#### The problem
The records follow. Count the lines holding "below" and give only the number.

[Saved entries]
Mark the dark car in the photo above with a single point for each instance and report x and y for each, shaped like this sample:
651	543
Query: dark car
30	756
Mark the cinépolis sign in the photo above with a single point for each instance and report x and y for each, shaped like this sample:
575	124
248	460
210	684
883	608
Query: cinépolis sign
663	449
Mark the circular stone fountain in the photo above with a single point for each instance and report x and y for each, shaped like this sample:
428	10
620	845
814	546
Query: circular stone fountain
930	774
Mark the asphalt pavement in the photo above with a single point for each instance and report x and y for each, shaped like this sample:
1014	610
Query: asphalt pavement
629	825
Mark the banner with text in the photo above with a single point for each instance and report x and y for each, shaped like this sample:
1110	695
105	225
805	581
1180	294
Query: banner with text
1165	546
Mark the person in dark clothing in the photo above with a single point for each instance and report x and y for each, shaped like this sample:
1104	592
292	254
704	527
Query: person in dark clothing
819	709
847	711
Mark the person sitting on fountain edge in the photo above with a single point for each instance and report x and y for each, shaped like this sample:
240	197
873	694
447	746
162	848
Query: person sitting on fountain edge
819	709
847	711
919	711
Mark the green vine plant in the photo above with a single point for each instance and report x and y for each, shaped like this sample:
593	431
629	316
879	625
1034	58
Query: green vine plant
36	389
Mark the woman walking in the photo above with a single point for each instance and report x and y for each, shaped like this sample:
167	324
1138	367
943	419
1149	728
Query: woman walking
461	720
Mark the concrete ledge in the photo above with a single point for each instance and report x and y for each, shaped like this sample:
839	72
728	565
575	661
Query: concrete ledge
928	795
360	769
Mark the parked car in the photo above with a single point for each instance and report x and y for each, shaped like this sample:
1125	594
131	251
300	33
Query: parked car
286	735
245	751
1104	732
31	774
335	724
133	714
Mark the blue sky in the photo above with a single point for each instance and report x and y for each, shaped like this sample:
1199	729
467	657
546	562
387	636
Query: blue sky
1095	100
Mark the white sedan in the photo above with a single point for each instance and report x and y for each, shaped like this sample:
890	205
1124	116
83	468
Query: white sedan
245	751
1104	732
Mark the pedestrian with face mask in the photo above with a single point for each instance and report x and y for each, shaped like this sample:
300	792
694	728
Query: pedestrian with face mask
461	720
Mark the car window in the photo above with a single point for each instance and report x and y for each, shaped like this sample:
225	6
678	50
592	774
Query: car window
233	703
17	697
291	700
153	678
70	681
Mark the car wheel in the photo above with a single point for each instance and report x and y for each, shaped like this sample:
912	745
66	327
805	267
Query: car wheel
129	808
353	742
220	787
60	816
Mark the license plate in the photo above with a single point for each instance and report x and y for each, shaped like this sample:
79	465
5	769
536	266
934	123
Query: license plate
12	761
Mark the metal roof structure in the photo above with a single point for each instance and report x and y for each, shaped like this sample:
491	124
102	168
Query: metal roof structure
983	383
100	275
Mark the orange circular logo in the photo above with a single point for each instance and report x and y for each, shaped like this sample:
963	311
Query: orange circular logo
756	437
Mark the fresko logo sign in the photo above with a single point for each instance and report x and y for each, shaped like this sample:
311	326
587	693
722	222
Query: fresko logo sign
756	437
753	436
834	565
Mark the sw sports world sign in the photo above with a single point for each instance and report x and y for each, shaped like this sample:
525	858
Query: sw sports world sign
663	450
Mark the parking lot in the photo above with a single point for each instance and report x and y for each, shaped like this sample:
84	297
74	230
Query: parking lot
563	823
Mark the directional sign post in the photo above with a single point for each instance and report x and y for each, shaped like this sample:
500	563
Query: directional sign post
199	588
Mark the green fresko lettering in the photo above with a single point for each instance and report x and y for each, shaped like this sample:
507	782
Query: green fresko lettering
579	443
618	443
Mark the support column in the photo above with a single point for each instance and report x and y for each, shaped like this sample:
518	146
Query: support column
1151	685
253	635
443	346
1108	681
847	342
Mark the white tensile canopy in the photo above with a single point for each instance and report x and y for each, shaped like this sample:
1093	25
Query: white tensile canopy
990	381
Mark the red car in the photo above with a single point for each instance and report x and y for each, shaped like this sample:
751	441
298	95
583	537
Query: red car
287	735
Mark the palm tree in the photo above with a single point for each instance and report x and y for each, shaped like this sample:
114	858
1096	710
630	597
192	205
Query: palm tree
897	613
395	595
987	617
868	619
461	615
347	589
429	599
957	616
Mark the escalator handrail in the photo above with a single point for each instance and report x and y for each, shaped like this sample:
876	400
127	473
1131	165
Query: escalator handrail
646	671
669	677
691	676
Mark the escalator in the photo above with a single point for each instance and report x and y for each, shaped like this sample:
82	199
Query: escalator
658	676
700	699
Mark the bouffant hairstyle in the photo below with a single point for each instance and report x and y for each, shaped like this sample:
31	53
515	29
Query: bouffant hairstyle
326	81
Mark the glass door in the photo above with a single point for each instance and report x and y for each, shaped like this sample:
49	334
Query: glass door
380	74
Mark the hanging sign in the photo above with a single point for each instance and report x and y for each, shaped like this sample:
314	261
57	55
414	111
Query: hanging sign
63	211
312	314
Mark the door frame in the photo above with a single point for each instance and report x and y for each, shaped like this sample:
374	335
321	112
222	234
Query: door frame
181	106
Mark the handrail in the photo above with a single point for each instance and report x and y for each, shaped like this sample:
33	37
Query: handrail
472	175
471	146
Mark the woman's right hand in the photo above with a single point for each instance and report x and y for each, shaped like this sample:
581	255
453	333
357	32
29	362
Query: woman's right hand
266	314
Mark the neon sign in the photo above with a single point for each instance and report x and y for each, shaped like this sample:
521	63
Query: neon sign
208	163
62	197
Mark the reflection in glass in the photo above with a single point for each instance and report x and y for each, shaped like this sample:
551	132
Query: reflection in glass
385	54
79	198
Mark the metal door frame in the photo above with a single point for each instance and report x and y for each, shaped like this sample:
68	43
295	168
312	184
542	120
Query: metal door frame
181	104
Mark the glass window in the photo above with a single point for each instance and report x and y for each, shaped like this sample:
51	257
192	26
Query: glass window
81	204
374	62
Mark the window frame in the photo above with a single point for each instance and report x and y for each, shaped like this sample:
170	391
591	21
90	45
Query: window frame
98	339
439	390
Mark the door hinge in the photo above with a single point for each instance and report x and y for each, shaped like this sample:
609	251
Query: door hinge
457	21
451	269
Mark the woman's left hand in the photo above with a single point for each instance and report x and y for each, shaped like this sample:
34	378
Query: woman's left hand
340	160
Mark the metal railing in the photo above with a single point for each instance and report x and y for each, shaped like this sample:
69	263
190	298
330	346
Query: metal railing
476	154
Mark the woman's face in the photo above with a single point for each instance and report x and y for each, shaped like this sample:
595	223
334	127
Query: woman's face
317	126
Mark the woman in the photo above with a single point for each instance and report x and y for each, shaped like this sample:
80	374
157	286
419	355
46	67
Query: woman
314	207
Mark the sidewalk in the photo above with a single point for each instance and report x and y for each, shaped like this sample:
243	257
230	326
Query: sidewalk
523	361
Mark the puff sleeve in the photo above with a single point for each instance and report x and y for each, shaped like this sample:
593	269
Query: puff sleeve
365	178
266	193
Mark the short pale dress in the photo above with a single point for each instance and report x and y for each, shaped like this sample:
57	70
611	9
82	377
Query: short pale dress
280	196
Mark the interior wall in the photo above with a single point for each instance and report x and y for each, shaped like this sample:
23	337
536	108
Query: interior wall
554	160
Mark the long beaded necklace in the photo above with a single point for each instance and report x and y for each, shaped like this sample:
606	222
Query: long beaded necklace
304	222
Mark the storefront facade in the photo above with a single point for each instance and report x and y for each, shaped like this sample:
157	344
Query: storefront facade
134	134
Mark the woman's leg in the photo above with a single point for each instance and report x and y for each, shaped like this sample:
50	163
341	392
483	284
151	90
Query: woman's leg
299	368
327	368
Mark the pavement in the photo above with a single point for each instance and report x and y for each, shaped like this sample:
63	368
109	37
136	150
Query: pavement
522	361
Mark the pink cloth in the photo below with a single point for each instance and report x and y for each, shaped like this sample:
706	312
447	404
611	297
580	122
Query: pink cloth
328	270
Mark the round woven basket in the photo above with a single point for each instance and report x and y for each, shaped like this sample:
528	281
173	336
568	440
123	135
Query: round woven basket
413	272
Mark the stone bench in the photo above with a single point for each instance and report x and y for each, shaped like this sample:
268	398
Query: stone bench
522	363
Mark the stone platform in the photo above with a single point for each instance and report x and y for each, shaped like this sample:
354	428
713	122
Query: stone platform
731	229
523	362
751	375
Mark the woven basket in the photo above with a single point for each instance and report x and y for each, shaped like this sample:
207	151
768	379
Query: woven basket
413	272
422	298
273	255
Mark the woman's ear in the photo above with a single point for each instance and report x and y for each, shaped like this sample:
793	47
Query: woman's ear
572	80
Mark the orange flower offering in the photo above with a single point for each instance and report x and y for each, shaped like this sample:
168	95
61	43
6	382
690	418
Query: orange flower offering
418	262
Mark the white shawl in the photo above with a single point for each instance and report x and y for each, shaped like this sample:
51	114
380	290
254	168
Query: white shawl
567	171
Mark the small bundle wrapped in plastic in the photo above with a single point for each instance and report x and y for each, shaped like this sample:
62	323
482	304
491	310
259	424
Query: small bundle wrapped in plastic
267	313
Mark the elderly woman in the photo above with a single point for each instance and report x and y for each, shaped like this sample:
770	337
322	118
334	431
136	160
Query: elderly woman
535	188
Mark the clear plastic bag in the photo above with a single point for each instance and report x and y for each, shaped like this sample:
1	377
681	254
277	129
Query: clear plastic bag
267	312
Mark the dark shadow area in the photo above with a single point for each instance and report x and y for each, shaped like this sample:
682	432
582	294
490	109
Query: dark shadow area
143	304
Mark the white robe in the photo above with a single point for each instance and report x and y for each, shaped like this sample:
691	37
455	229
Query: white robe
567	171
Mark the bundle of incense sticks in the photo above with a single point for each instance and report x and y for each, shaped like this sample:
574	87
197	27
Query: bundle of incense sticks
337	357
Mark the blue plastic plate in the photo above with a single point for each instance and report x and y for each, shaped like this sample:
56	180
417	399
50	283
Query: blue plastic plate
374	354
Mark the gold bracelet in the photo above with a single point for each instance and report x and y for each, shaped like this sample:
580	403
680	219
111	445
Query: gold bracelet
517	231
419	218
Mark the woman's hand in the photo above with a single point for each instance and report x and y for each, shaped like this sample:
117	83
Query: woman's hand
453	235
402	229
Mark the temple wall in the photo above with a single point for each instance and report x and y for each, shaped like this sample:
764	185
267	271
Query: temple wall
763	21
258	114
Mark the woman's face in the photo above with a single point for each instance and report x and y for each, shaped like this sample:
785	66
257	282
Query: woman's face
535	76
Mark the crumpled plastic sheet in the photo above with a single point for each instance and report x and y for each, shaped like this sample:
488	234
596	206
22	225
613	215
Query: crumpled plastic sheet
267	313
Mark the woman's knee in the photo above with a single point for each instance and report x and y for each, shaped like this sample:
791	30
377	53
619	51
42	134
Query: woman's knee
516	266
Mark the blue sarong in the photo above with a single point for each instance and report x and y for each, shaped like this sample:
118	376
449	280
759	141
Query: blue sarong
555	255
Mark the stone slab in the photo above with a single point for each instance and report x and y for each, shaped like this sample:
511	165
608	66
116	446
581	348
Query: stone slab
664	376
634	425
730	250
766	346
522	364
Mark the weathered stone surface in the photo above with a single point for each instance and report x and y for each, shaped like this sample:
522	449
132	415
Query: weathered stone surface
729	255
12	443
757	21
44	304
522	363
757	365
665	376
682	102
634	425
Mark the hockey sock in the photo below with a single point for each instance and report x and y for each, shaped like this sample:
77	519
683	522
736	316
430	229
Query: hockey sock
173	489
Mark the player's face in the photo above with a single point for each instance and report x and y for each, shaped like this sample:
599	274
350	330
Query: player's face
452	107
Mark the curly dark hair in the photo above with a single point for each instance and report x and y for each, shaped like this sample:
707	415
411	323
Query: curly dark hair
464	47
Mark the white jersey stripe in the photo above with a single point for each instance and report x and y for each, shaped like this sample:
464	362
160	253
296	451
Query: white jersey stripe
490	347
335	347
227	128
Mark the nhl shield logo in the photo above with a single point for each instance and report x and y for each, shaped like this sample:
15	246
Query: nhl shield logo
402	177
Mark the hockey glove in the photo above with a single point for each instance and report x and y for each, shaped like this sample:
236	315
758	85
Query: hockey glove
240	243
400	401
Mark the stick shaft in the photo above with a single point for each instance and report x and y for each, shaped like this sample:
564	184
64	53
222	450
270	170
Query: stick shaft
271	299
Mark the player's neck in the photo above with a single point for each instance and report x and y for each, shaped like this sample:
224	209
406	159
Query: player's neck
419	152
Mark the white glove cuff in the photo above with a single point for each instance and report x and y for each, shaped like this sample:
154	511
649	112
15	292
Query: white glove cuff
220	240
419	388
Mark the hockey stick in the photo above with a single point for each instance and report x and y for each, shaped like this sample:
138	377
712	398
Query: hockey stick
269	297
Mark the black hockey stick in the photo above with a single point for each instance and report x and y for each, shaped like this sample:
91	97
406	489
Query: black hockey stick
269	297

#### Exercise answer
3